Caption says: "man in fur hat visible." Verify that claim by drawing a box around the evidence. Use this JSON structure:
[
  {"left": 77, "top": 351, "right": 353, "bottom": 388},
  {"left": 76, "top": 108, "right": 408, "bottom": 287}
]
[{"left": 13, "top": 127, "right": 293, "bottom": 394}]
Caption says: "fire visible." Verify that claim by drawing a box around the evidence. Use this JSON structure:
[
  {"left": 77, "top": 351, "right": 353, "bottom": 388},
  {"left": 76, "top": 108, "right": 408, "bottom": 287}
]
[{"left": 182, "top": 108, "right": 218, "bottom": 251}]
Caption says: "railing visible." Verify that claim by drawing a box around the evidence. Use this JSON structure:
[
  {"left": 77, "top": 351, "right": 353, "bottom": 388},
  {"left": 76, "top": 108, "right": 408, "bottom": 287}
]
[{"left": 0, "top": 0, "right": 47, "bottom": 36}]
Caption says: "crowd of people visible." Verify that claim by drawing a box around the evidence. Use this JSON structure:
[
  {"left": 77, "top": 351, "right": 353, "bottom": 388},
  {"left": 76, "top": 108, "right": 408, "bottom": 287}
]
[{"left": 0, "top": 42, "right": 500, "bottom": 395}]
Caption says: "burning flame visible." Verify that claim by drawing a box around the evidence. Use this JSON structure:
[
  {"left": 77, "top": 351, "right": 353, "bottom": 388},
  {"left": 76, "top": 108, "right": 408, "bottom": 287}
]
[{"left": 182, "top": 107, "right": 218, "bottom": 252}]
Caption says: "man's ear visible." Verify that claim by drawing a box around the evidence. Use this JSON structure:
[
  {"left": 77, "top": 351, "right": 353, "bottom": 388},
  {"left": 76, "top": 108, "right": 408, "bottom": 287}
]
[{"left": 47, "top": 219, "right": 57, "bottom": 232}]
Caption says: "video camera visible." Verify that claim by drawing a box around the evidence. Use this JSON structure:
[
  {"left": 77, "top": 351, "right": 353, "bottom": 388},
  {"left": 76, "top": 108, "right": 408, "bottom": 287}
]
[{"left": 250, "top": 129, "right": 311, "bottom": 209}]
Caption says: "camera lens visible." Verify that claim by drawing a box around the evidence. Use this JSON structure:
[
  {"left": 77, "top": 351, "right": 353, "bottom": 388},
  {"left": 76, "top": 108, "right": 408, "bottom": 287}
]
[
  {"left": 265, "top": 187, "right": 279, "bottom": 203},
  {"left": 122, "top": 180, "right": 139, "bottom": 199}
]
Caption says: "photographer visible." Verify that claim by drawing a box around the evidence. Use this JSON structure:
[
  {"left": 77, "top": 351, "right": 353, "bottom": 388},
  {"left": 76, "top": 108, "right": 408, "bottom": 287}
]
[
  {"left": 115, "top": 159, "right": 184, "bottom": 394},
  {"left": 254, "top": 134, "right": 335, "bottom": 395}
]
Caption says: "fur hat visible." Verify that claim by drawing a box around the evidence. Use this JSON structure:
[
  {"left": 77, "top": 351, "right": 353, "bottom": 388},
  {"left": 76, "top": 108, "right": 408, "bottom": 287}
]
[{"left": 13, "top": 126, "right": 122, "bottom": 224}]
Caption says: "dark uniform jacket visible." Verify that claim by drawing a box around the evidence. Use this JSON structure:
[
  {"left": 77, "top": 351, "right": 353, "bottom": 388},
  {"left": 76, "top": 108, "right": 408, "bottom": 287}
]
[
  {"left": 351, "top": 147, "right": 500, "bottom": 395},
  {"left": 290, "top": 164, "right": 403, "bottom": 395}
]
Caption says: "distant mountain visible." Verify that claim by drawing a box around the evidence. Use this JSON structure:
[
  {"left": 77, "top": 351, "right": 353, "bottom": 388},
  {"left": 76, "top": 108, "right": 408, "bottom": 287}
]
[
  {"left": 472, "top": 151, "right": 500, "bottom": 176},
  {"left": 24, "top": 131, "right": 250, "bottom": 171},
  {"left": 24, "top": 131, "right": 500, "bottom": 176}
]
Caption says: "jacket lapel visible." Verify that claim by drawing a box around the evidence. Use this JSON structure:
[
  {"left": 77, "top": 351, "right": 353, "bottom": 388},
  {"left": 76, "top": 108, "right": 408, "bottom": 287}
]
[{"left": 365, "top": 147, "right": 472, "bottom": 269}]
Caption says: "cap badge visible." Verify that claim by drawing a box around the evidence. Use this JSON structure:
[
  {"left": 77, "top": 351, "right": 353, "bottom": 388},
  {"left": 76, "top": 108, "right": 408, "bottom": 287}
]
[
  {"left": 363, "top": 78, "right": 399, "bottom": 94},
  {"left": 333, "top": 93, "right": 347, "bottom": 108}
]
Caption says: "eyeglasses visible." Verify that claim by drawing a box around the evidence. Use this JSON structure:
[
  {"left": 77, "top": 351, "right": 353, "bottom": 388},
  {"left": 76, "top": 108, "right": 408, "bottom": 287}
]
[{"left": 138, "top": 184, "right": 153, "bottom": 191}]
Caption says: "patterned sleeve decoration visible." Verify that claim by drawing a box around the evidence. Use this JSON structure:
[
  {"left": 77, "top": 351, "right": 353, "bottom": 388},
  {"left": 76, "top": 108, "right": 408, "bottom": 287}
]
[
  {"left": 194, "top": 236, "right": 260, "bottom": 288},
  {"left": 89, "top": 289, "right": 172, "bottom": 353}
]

_The task:_ Identify every line in the records that contains the word "camera", matching case exactly, and copy each such line in full.

_The solution:_
Caption says: "video camera visible." Verify that claim by drawing a box around the evidence. Use this JSON structure:
Caption says: "camera lens visible." Verify that claim by drawing a box around the evidence. Use this JSON structure:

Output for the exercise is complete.